<<<<

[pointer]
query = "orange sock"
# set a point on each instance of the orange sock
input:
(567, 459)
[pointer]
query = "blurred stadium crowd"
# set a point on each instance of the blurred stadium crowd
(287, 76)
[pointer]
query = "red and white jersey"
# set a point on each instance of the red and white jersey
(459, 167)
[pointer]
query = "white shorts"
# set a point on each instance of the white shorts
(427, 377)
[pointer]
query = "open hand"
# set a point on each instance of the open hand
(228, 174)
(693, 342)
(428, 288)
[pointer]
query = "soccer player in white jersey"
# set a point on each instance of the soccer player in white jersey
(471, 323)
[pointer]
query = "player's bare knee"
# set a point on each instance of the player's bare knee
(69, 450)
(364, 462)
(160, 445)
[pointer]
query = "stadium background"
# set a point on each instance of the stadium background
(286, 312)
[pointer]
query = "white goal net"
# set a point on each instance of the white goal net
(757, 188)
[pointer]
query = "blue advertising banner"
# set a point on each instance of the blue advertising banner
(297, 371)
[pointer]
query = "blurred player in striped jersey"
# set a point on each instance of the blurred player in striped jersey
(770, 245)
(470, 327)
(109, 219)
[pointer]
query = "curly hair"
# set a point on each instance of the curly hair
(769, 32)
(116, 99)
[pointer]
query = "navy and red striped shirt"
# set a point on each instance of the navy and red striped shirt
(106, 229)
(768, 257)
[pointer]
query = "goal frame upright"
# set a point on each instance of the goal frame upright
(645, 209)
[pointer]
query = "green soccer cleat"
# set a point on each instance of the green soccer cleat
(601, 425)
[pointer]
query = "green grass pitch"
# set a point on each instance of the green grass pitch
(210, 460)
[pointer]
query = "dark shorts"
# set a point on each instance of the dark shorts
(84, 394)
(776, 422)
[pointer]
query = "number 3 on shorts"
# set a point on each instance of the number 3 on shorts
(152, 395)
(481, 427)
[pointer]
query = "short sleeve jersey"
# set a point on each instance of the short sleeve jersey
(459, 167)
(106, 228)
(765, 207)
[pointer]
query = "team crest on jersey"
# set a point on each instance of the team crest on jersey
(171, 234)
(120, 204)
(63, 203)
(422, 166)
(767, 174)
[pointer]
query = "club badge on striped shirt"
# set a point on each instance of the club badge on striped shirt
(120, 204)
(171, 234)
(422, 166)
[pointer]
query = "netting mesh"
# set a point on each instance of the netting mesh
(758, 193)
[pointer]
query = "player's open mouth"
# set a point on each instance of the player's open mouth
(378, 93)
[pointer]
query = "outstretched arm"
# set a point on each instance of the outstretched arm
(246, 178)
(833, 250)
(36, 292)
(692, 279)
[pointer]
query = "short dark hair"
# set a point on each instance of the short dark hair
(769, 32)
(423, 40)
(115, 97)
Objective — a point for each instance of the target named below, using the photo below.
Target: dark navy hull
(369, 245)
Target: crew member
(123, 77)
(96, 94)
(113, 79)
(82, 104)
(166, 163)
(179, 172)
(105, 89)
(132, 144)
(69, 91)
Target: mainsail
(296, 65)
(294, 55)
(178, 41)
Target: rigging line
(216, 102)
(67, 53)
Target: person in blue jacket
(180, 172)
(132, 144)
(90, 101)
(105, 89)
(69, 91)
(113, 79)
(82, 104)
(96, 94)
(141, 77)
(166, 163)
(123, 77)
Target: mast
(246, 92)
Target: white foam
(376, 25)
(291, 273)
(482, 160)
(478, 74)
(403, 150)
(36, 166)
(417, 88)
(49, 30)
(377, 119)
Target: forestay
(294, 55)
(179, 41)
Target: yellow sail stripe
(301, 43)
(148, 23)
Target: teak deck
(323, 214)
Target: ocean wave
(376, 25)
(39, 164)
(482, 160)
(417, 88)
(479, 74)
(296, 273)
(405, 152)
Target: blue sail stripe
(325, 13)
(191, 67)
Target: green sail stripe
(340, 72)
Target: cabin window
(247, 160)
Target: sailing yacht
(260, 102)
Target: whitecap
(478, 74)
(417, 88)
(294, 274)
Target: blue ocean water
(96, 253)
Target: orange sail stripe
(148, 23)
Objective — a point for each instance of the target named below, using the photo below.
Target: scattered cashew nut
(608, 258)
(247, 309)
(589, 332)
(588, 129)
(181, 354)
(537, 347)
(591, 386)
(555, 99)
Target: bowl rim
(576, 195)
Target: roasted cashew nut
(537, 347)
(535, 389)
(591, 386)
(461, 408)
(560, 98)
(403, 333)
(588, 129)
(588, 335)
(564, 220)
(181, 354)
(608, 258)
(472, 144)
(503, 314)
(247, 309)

>>>>

- [PROMPT]
From the records above, extract everything verbatim.

- [RESPONSE BOX]
[pointer]
query = "orange sock"
# set a point on each instance of the orange sock
input:
(567, 459)
[pointer]
query = "blurred stadium crowd"
# set a point on each instance of the blurred stadium crowd
(287, 76)
[pointer]
query = "red and white jersey"
# set a point on each instance of the red and white jersey
(459, 167)
[pointer]
query = "white shorts"
# set a point on each instance of the white shorts
(427, 377)
[pointer]
query = "open hand"
# set a point on each instance of the open hand
(228, 174)
(693, 342)
(428, 288)
[pointer]
query = "soccer player in white jersey"
# set a point on each instance of the soccer player in white jersey
(471, 323)
[pointer]
query = "player's bare knee"
# set a point on each instance of the player's bare knee
(69, 450)
(364, 462)
(160, 445)
[pointer]
query = "stadium background"
# set a point on each instance of the stadium background
(286, 312)
[pointer]
query = "white goal net"
# set a point on each instance of the white goal net
(757, 188)
[pointer]
query = "blue advertising banner"
# set a point on each instance of the blue advertising banner
(297, 371)
[pointer]
query = "blurred player in striped jersey"
# set a point on each instance of the blurred player in striped jersey
(770, 245)
(470, 327)
(109, 219)
[pointer]
query = "curly hair"
# set a point on each instance of the curly hair
(769, 32)
(116, 99)
[pointer]
query = "navy and red striped shirt"
# set a point on each instance of the navy and red striped shirt
(106, 229)
(768, 257)
[pointer]
query = "goal frame upright"
# set a point on each instance of the goal frame upright
(645, 209)
[pointer]
query = "green soccer cleat"
# set a point on each instance of the green soccer cleat
(601, 425)
[pointer]
query = "green grass pitch"
# set a point on each instance of the green grass pitch
(210, 460)
[pointer]
query = "dark shorts"
# set a point on each instance of the dark shorts
(84, 394)
(776, 422)
[pointer]
query = "number 3 on shorts"
# set a point on each instance of the number 3 on shorts
(152, 395)
(481, 427)
[pointer]
query = "short sleeve jersey"
# set a point on each instance of the short sleeve jersey
(459, 167)
(106, 228)
(765, 207)
[pointer]
query = "team crest on jersey"
# set a point on each instance of the team crest on jersey
(171, 234)
(120, 204)
(63, 203)
(422, 166)
(767, 174)
[pointer]
query = "club badge on striped shirt"
# set a point on each instance of the club badge on striped shirt
(120, 204)
(171, 234)
(422, 166)
[pointer]
query = "netting mesh"
# set a point on each instance of the netting mesh
(758, 193)
[pointer]
query = "player's open mouth"
# set a point on each instance of the player's open mouth
(378, 93)
[pointer]
query = "outstretched arm"
# set a point on each instance of the outstretched arm
(246, 178)
(833, 250)
(36, 292)
(692, 279)
[pointer]
query = "short dark hair"
# set a point on each instance of the short dark hair
(769, 32)
(423, 40)
(115, 97)
Objective — a point for each instance of the target named below, using the photo below.
Target: dark navy hull
(369, 245)
Target: crew member
(123, 77)
(96, 94)
(113, 79)
(82, 104)
(166, 163)
(179, 172)
(105, 89)
(132, 144)
(69, 91)
Target: mainsail
(296, 65)
(294, 55)
(178, 41)
Target: rigging line
(216, 102)
(67, 53)
Target: person in blue jacket
(180, 172)
(132, 144)
(90, 101)
(105, 89)
(69, 91)
(113, 79)
(82, 104)
(96, 94)
(141, 77)
(166, 163)
(123, 77)
Target: mast
(246, 92)
Target: white foam
(376, 25)
(291, 273)
(482, 160)
(478, 74)
(403, 150)
(36, 166)
(417, 88)
(49, 30)
(377, 119)
Target: forestay
(294, 55)
(179, 41)
Target: yellow sail stripe
(301, 43)
(148, 23)
Target: teak deck
(323, 214)
Target: ocean wave
(376, 25)
(39, 164)
(482, 160)
(417, 88)
(479, 74)
(296, 273)
(405, 152)
Target: blue sail stripe
(325, 13)
(191, 67)
Target: green sail stripe
(340, 72)
Target: cabin window
(247, 160)
Target: sailing yacht
(260, 102)
Target: whitecap
(478, 74)
(417, 88)
(294, 274)
Target: blue ocean water
(96, 253)
Target: orange sail stripe
(148, 23)
Objective — a point for each instance of the target named below, using the photo below.
Target: scattered cashew nut
(608, 258)
(247, 309)
(589, 332)
(588, 129)
(181, 354)
(537, 347)
(591, 386)
(555, 99)
Target: bowl rim
(576, 195)
Target: roasted cashew nut
(537, 347)
(535, 389)
(591, 386)
(461, 408)
(560, 98)
(403, 333)
(588, 129)
(588, 335)
(564, 220)
(181, 354)
(608, 258)
(472, 144)
(503, 314)
(247, 309)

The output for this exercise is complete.